§ **What is required**: Every line below should be set down exactly as it appears.

---+---

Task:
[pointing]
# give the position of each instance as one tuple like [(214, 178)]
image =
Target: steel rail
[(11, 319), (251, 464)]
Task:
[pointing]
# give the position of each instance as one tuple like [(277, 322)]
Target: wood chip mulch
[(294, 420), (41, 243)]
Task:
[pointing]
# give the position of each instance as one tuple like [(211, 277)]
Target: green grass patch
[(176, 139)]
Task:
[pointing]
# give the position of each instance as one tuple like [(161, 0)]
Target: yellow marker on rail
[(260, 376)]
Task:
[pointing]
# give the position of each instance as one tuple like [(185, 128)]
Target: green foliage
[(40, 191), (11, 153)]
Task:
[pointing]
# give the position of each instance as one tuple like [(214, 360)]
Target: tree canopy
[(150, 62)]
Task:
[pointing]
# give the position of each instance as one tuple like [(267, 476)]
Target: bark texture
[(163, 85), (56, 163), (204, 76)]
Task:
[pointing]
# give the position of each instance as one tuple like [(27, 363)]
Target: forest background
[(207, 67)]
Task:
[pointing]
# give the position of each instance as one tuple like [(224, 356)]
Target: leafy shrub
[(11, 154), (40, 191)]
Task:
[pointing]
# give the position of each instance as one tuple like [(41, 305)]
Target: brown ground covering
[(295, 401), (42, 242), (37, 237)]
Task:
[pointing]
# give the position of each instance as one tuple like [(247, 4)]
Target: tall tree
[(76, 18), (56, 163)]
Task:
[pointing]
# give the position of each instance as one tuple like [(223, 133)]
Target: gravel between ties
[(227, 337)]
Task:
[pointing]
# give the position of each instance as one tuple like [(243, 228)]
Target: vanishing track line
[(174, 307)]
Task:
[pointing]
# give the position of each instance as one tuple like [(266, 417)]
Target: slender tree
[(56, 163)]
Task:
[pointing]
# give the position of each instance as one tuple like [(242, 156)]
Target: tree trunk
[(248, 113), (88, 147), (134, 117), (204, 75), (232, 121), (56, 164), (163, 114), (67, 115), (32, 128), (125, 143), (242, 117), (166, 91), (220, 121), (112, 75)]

---+---

§ **Your solution**:
Task:
[pointing]
# give the position of each instance as one tuple like [(214, 178)]
image =
Target: steel rail
[(11, 319), (251, 464)]
Task:
[pointing]
# give the position of each instance as one tuple like [(277, 322)]
Target: wood chip mulch
[(294, 420), (41, 243)]
Task:
[pointing]
# give the position of each instance as one tuple like [(211, 277)]
Target: green grass patch
[(176, 139)]
Task:
[pointing]
# give the position of each instance as one tuple like [(161, 0)]
Target: yellow marker on rail
[(260, 376)]
Task:
[pointing]
# give the position of each instance as one tuple like [(185, 128)]
Target: green foliage
[(40, 191), (11, 153)]
Task:
[pointing]
# give the position of each instance as one tuple like [(214, 360)]
Target: tree canopy
[(150, 62)]
Task:
[pointing]
# give the position of each instance as one tuple like [(267, 476)]
Target: bark texture
[(163, 85), (56, 163), (204, 76)]
Task:
[pointing]
# give the position of each instance as one tuple like [(27, 363)]
Target: forest background
[(207, 67)]
Task:
[pointing]
# give the position of each instance as one tuple like [(224, 356)]
Target: leafy shrub
[(11, 154), (40, 191)]
Task:
[pointing]
# give the position of each instance as one tuple like [(41, 305)]
Target: brown ground covering
[(295, 401), (42, 242), (37, 237)]
Task:
[pointing]
# give the position of each instance as one tuple like [(247, 4)]
Target: tall tree
[(76, 18), (56, 163)]
Task:
[pointing]
# give the position of each instance as one tuple like [(223, 133)]
Target: gravel between ties
[(227, 337)]
Task:
[pointing]
# give the position of each instance as one tuple like [(243, 228)]
Target: vanishing track line
[(174, 307)]
Task:
[pointing]
# give the position of each instance as one tuple like [(266, 417)]
Target: slender tree
[(56, 163)]
Task:
[pointing]
# give the position of each instance as one tuple like [(242, 156)]
Target: tree trunk
[(248, 113), (88, 147), (134, 117), (204, 75), (232, 121), (56, 164), (163, 114), (67, 115), (32, 128), (125, 143), (242, 117), (166, 91), (220, 121), (112, 75)]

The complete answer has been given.